### Документ
Наиболее характерные формы идеологического дискурса в пространствее Степного Знания — эпос и поэзия жырау.
 
Эпос любого народа — проявление мифоритуального, а позднее, героического сознания предков. Эпос много-слоен, порой противоречив, ибо это произведение устнопоэтической традиции, целостность которого зависит от цепи передач и трансляций. Каждая эпоха откладывает на нем свою идеологию, которая в конце концов поглощается идеологией позднейшей эпохи. Тем не менее, в эпосе остаются рудименты, по которым при желании можно восстановить его генезис. Что касается казахского эпоса, все сказанное выше относится к нему в наибольшей степени. Эпическое бытование — преимущественный образ бытия-в-мире казахской литературы. У казахов в эпосе переплетено все: и мифоритуальная практика, и традиция сказа-говорения, и информационная насыщенность, например, в стихотворных генеалогических преданиях. Вместе с тем поразительно, что казахи, обладающие богатейшей эпической традицией не породили такого эпического свода как “Илиада” или “Одиссея”. Только в эпическом цикле “Сорок крымских богатырей” мы видим удивительно молодой свод, сложившийся буквально в течение полувека. Это говорит о том, что многие сказания были забыты или подверглись уничтожению в периоды китаизации или исламизации Степи.
 
Существуют две версии возникновения казахского эпоса. По первой данный эпос имеет древнее происхождение. По второй он сравнительно молод. Так, Чокан Валиханов относит его возникновение примерно к периоду образования Казахского ханства. “Один из жанров казахской, киргизской, узбекской, татарской устной литературы — героические поэмы. Это поэмы о деяниях исторических людей, живших в период могущества Золотой Орды. Отсюда нужно полагать, что эти поэмы слагались в конце XIV и в XV-XVI веках”. Это утверждение Валиханова верно лишь касательно определенного рода исторических сказаний. Так, эпос “Сорок крымских богатырей”, хотя и был записан позднее, посвящен эпохе распада Золотой Орды, на развалинах которого был создано Крымское ханство.
 
Но в целом трудно согласиться с Валихановым, что весь казахский эпос такого позднего происхождения. Так, например, академик А.Маргулан относит генезис эпоса “Козы-Корпеш — Баян-слу” к скифо-сакской, гуннской и древнетюркской эпохам.То же самое можно сказать и об эпосе “Алпамыс”, герой которого в огне не горит, в воде не тонет и саблей не срубим, т.е. подобен гомеровскому Ахиллу. Мотив неуязвимости героя на деле Означает презрение к идее смерти и даже неведение о ней, что возможно только в самых архаических обществах. Или возьмем образ говорящего коня в эпосе “Кобланды”. Не отсылает ли он нас к мифу о кентаврах, где самый мудрый из них Хирон изображается учителем героев? Если это так, то мы имеем рудимент из скифо-сакской эпохи, восходящий к временам грекоскифских контактов.

### Задание
Перепишите дословно отрывок из текста о казахском эпосе, начиная со слов «Но в целом трудно» и заканчивая словами «временам грекоскифских контактов.».

### Предоставленные данные
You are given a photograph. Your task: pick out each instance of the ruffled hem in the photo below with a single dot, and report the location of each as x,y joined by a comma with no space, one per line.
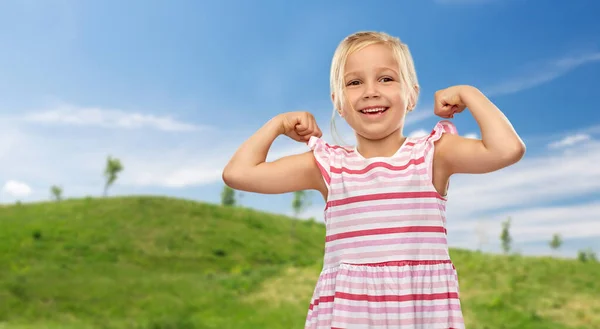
386,296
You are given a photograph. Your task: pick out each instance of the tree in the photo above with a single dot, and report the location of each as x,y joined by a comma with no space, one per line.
299,204
556,241
228,196
56,192
505,235
113,167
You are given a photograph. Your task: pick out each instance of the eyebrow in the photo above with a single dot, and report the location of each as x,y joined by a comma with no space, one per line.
381,68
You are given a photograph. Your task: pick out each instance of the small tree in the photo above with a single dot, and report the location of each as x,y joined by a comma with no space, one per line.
505,236
556,241
228,196
113,167
56,192
299,204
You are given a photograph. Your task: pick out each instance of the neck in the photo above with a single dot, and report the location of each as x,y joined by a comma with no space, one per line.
384,147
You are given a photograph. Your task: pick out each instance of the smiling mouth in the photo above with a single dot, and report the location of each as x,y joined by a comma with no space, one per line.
374,110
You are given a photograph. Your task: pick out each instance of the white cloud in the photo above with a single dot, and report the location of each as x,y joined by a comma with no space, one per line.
16,189
540,193
541,73
451,2
107,118
418,133
570,141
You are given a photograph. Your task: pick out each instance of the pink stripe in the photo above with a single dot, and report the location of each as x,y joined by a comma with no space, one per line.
383,242
380,231
385,196
373,165
382,254
385,207
388,286
378,221
453,321
336,179
391,273
389,310
374,185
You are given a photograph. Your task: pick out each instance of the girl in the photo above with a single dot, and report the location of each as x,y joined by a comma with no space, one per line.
386,262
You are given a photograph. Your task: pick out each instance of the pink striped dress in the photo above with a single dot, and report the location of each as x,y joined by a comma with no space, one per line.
386,262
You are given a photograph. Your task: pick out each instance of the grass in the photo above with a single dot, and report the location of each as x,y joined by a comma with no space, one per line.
162,263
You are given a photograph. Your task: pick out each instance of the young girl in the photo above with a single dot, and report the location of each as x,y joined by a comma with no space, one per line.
386,262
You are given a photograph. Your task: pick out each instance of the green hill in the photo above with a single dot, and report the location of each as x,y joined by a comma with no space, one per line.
161,263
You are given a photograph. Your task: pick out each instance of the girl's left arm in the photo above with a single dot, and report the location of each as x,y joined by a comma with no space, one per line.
500,145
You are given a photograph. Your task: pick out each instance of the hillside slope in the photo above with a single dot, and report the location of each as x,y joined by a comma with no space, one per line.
162,263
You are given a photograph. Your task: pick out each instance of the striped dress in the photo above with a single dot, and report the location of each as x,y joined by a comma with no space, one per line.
386,262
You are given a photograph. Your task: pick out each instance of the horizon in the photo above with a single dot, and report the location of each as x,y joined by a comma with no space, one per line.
174,89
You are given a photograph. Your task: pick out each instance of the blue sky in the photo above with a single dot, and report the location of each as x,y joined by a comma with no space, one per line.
172,88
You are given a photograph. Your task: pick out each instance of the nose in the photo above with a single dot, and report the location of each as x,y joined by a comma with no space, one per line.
371,91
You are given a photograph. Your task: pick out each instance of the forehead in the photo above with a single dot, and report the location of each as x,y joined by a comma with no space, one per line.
371,57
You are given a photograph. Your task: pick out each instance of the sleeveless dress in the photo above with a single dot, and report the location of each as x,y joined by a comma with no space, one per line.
386,261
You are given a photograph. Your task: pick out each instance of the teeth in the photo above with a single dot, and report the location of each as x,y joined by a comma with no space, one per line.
378,109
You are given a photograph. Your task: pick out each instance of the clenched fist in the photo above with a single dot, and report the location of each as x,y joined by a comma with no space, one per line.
299,126
448,101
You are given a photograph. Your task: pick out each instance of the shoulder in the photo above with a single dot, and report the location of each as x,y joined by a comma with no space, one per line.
436,136
442,128
320,146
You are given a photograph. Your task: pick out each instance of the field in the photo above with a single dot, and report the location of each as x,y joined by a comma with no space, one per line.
163,263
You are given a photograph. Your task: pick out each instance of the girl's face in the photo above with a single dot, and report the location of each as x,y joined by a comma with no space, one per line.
375,101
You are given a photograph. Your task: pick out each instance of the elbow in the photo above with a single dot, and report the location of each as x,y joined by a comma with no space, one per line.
515,152
229,178
233,178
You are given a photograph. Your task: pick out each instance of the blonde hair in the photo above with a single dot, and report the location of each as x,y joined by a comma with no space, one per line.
358,41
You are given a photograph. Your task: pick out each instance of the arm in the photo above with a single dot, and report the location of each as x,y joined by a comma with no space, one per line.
499,147
248,170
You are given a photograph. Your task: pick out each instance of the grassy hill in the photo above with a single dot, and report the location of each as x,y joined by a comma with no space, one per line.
161,263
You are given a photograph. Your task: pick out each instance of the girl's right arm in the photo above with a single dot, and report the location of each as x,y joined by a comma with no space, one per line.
248,170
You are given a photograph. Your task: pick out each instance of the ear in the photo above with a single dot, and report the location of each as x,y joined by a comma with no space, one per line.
336,108
412,98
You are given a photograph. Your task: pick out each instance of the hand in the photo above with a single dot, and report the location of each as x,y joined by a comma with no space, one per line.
299,126
447,102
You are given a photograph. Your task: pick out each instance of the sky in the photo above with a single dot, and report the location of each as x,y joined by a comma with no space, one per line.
173,88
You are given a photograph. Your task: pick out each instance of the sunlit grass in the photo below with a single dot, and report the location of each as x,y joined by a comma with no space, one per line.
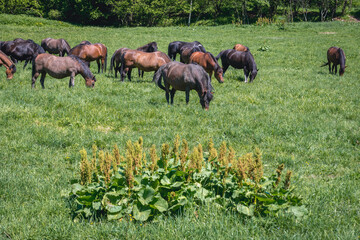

### Письменный ответ
Но в целом трудно согласиться с Валихановым, что весь казахский эпос такого позднего происхождения. Так, например, академик А.Маргулан относит генезис эпоса “Козы-Корпеш — Баян-слу” к скифо-сакской, гуннской и древнетюркской эпохам.То же самое можно сказать и об эпосе “Алпамыс”, герой которого в огне не горит, в воде не тонет и саблей не срубим, т.е. подобен гомеровскому Ахиллу. Мотив неуязвимости героя на деле Означает презрение к идее смерти и даже неведение о ней, что возможно только в самых архаических обществах. Или возьмем образ говорящего коня в эпосе “Кобланды”. Не отсылает ли он нас к мифу о кентаврах, где самый мудрый из них Хирон изображается учителем героев? Если это так, то мы имеем рудимент из скифо-сакской эпохи, восходящий к временам грекоскифских контактов.